» About this exercise: Write out exactly the line containing "Can you find the sandy" along with each line that follows it in the records below, and no others.

» Dataset entries:
───
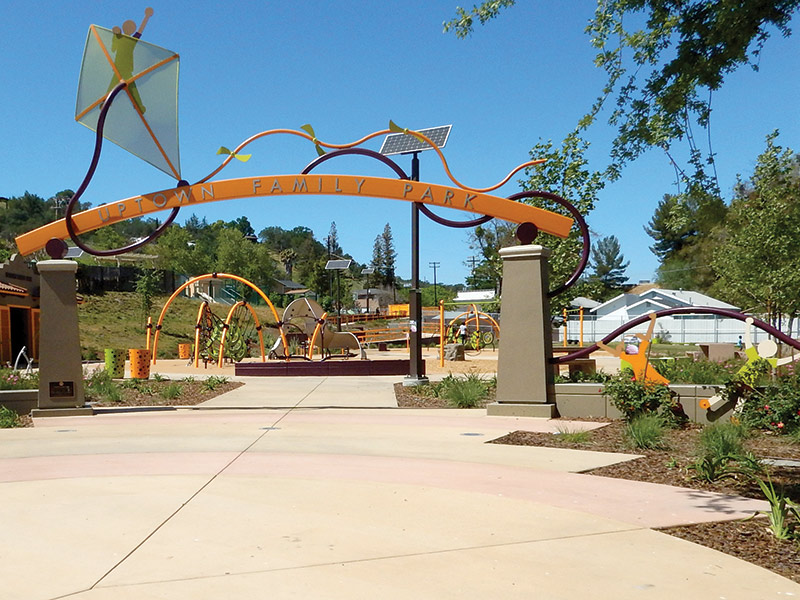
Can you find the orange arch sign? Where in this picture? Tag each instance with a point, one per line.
(283, 185)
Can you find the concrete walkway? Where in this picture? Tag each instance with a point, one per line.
(319, 488)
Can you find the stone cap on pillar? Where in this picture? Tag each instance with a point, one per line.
(57, 265)
(526, 251)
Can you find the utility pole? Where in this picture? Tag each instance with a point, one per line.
(472, 260)
(434, 265)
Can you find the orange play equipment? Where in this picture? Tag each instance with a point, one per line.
(202, 314)
(475, 336)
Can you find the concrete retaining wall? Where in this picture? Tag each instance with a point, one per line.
(589, 400)
(20, 401)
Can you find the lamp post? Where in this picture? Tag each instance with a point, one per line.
(434, 265)
(403, 143)
(368, 271)
(338, 266)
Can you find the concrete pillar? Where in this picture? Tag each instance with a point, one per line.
(524, 376)
(60, 371)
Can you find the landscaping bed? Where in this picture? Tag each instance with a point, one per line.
(749, 540)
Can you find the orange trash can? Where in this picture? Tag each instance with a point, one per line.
(140, 363)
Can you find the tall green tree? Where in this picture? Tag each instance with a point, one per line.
(662, 72)
(608, 264)
(685, 229)
(566, 173)
(758, 264)
(389, 257)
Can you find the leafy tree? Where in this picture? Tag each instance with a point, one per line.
(388, 257)
(608, 263)
(759, 262)
(661, 77)
(148, 284)
(684, 229)
(242, 224)
(566, 174)
(334, 249)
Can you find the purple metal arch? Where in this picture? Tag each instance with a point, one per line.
(581, 225)
(359, 151)
(685, 310)
(449, 223)
(402, 175)
(98, 145)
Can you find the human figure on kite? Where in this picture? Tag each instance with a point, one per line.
(123, 45)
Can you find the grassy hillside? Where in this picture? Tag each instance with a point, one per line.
(114, 320)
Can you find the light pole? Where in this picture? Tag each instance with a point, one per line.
(368, 271)
(434, 265)
(405, 143)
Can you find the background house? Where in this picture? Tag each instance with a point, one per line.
(601, 320)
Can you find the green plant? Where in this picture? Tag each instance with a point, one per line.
(468, 392)
(722, 439)
(713, 468)
(572, 436)
(776, 407)
(140, 385)
(16, 380)
(99, 386)
(8, 418)
(212, 382)
(633, 398)
(781, 511)
(172, 391)
(646, 431)
(685, 370)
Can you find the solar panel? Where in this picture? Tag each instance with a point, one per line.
(405, 143)
(337, 265)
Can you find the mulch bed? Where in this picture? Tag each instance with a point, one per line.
(151, 393)
(748, 540)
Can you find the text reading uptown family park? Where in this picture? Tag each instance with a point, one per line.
(279, 185)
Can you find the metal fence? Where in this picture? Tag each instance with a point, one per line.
(684, 329)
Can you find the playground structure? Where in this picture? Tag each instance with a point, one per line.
(479, 335)
(212, 334)
(304, 326)
(525, 379)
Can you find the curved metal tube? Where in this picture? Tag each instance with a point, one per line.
(684, 310)
(358, 151)
(227, 326)
(213, 276)
(98, 145)
(584, 228)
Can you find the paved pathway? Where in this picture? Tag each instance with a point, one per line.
(282, 498)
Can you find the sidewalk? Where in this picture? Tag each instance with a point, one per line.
(282, 498)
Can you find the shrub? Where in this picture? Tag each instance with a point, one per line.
(463, 392)
(776, 407)
(212, 382)
(697, 372)
(574, 437)
(646, 431)
(100, 386)
(8, 418)
(172, 391)
(722, 439)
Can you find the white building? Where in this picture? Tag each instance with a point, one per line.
(601, 320)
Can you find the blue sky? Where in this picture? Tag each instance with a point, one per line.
(347, 68)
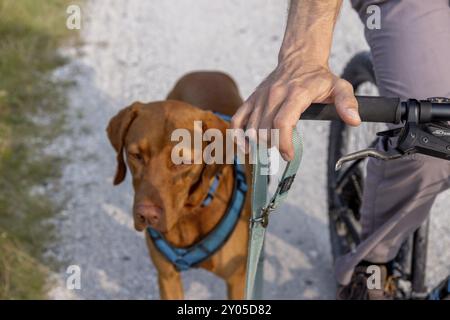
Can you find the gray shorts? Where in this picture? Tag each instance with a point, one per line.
(411, 55)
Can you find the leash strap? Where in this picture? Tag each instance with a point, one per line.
(261, 210)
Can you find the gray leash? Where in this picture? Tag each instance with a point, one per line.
(261, 210)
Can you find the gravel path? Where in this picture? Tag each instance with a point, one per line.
(136, 50)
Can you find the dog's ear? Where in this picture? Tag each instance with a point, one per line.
(200, 189)
(117, 129)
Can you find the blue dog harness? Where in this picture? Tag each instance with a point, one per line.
(188, 257)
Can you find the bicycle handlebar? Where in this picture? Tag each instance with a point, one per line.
(385, 110)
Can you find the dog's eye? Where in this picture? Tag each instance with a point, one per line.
(136, 156)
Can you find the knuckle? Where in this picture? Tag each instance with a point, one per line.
(345, 85)
(275, 91)
(279, 122)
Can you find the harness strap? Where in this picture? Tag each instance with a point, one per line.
(261, 210)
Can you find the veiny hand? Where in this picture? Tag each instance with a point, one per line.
(281, 98)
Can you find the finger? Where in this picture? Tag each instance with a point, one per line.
(256, 115)
(275, 98)
(287, 117)
(346, 103)
(240, 118)
(239, 122)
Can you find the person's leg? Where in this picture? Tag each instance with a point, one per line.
(410, 54)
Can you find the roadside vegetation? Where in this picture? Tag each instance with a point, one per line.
(31, 116)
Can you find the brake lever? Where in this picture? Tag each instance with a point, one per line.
(432, 139)
(370, 152)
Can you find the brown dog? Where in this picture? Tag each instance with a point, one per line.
(169, 197)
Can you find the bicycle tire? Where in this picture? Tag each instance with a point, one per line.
(343, 209)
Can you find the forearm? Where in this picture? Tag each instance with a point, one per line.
(309, 30)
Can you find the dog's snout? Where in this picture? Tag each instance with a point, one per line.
(149, 213)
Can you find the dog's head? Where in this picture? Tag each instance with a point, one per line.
(164, 189)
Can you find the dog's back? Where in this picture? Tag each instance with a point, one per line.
(209, 90)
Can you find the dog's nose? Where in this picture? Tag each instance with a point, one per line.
(149, 213)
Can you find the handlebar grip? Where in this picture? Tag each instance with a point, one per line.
(371, 109)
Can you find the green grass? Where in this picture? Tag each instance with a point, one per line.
(30, 33)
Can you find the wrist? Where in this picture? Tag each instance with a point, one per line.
(310, 54)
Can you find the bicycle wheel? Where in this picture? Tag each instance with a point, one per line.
(346, 187)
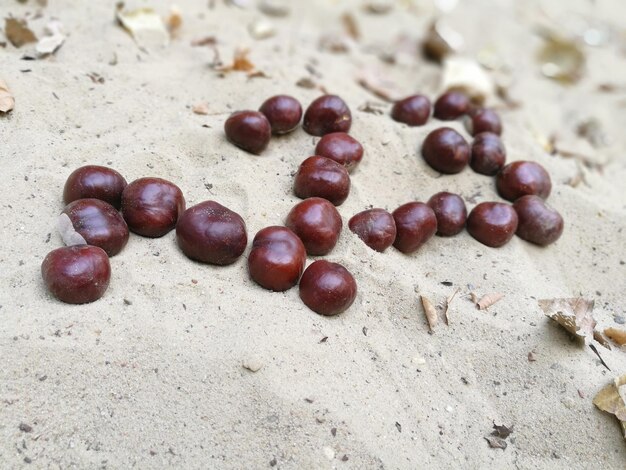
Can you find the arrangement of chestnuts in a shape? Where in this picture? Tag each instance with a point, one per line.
(101, 207)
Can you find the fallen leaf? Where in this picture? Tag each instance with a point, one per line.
(616, 335)
(612, 399)
(488, 300)
(7, 102)
(573, 314)
(17, 32)
(430, 312)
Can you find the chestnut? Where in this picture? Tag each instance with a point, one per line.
(342, 148)
(322, 177)
(538, 222)
(415, 224)
(521, 178)
(492, 223)
(248, 130)
(277, 258)
(211, 233)
(283, 113)
(99, 223)
(483, 120)
(451, 105)
(151, 206)
(77, 274)
(450, 212)
(317, 223)
(376, 227)
(327, 288)
(488, 154)
(327, 114)
(413, 110)
(445, 150)
(93, 181)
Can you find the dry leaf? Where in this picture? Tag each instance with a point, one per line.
(17, 32)
(612, 399)
(488, 300)
(572, 314)
(7, 102)
(616, 335)
(430, 312)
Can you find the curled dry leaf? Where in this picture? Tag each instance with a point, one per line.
(430, 312)
(17, 32)
(575, 315)
(7, 102)
(612, 399)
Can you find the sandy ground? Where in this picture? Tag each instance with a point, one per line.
(151, 375)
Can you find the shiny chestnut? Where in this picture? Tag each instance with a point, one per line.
(99, 223)
(322, 177)
(376, 227)
(450, 212)
(446, 151)
(416, 223)
(538, 223)
(522, 178)
(248, 130)
(327, 114)
(93, 181)
(342, 148)
(488, 154)
(277, 258)
(77, 274)
(283, 113)
(327, 288)
(413, 110)
(492, 223)
(151, 206)
(317, 223)
(211, 233)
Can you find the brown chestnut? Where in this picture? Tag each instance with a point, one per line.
(327, 288)
(317, 223)
(283, 113)
(96, 182)
(327, 114)
(450, 212)
(342, 148)
(77, 274)
(211, 233)
(492, 223)
(522, 178)
(248, 130)
(322, 177)
(376, 227)
(151, 206)
(413, 110)
(99, 223)
(484, 120)
(415, 224)
(488, 154)
(277, 258)
(538, 223)
(451, 105)
(445, 150)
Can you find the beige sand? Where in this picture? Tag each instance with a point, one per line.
(151, 375)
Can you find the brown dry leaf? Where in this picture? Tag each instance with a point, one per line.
(616, 335)
(572, 314)
(17, 32)
(488, 300)
(430, 312)
(7, 102)
(612, 399)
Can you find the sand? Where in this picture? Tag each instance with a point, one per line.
(151, 375)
───
» Response:
Can you find the sandy ground? Where in this picture? Tag each instance with a point, one per line.
(151, 375)
Can you find the shiny chestnut? Where in this picture? Tag each instance with a point, one per line.
(99, 223)
(322, 177)
(376, 227)
(450, 212)
(446, 151)
(416, 223)
(538, 223)
(522, 178)
(248, 130)
(327, 114)
(93, 181)
(342, 148)
(488, 154)
(277, 258)
(77, 274)
(283, 113)
(327, 288)
(413, 110)
(492, 223)
(151, 206)
(317, 223)
(211, 233)
Can you find the brown chestnut? Where in this picture? Tag each instance with a point, one per line.
(327, 288)
(317, 223)
(283, 113)
(96, 182)
(327, 114)
(450, 212)
(342, 148)
(77, 274)
(211, 233)
(492, 223)
(522, 178)
(248, 130)
(322, 177)
(376, 227)
(151, 206)
(413, 110)
(99, 223)
(484, 120)
(415, 224)
(488, 154)
(277, 258)
(538, 223)
(451, 105)
(445, 150)
Can you find the beige sand? Where in this picture? Tag each instance with a point, one per line.
(151, 375)
Can you find the brown dry leaf? Where in this picture? Tag each instance with a point, one per line.
(616, 335)
(572, 314)
(17, 32)
(488, 300)
(430, 312)
(7, 102)
(612, 399)
Can you find the sand? Where in this picture? Tag each instance with a point, one per line.
(151, 375)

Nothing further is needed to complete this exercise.